___ Input ___

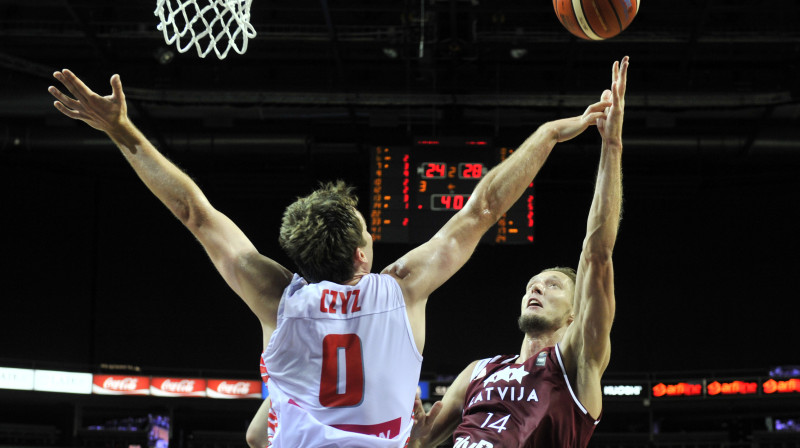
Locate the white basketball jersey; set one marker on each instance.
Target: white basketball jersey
(343, 366)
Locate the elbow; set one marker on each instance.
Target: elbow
(597, 254)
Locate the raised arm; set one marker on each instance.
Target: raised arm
(587, 344)
(255, 278)
(427, 267)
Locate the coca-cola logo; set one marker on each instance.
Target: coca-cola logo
(121, 384)
(240, 388)
(181, 386)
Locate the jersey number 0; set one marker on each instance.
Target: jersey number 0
(341, 353)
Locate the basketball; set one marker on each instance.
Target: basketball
(596, 19)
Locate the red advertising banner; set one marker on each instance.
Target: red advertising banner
(782, 387)
(177, 387)
(120, 385)
(233, 389)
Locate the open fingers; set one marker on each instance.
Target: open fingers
(622, 79)
(75, 86)
(64, 99)
(66, 111)
(116, 89)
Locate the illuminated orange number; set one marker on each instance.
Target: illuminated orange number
(338, 349)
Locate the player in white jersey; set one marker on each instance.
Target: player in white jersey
(327, 239)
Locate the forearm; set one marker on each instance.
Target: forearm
(166, 181)
(504, 184)
(606, 209)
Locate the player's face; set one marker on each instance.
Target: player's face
(547, 302)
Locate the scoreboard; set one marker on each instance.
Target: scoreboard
(416, 188)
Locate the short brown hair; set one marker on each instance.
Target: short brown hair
(569, 272)
(320, 233)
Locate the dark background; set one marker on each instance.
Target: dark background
(96, 270)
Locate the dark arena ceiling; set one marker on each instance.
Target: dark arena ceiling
(714, 76)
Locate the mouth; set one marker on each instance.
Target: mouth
(534, 303)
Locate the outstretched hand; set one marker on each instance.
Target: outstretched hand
(570, 128)
(103, 113)
(423, 421)
(610, 126)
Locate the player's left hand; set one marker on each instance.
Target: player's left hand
(610, 126)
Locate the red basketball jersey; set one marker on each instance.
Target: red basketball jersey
(523, 405)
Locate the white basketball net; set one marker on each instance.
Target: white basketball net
(219, 25)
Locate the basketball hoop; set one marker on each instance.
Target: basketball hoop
(219, 25)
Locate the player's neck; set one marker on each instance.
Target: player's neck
(356, 277)
(534, 343)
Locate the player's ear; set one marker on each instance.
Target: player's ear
(360, 256)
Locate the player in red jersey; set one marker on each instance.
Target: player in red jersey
(549, 395)
(327, 238)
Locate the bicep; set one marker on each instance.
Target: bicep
(594, 308)
(257, 279)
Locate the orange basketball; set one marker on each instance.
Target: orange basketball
(596, 19)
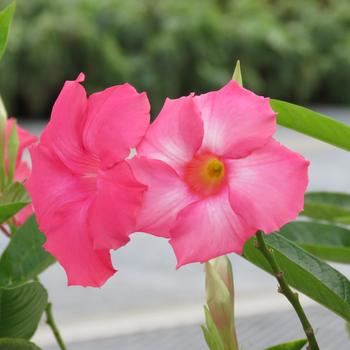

___

■ The problem:
Beginning with the line above that contains "Target: scoreboard", copy each line exactly up to and including the line that contains "Locate the outstretched", and go no further.

■ Response for this exercise:
Target: scoreboard
(416, 188)
Locate the short brown hair; set one marker on each instance.
Target: short brown hair
(569, 272)
(320, 233)
Locate the dark background; set one marker on each instance.
Target: dark background
(96, 270)
Locate the dark arena ceiling; set one marker on each instance.
Target: dark arena ceiling
(714, 76)
Locate the mouth; set one marker on each instance.
Target: mouth
(534, 303)
Locate the outstretched hand; set one marker on each instance.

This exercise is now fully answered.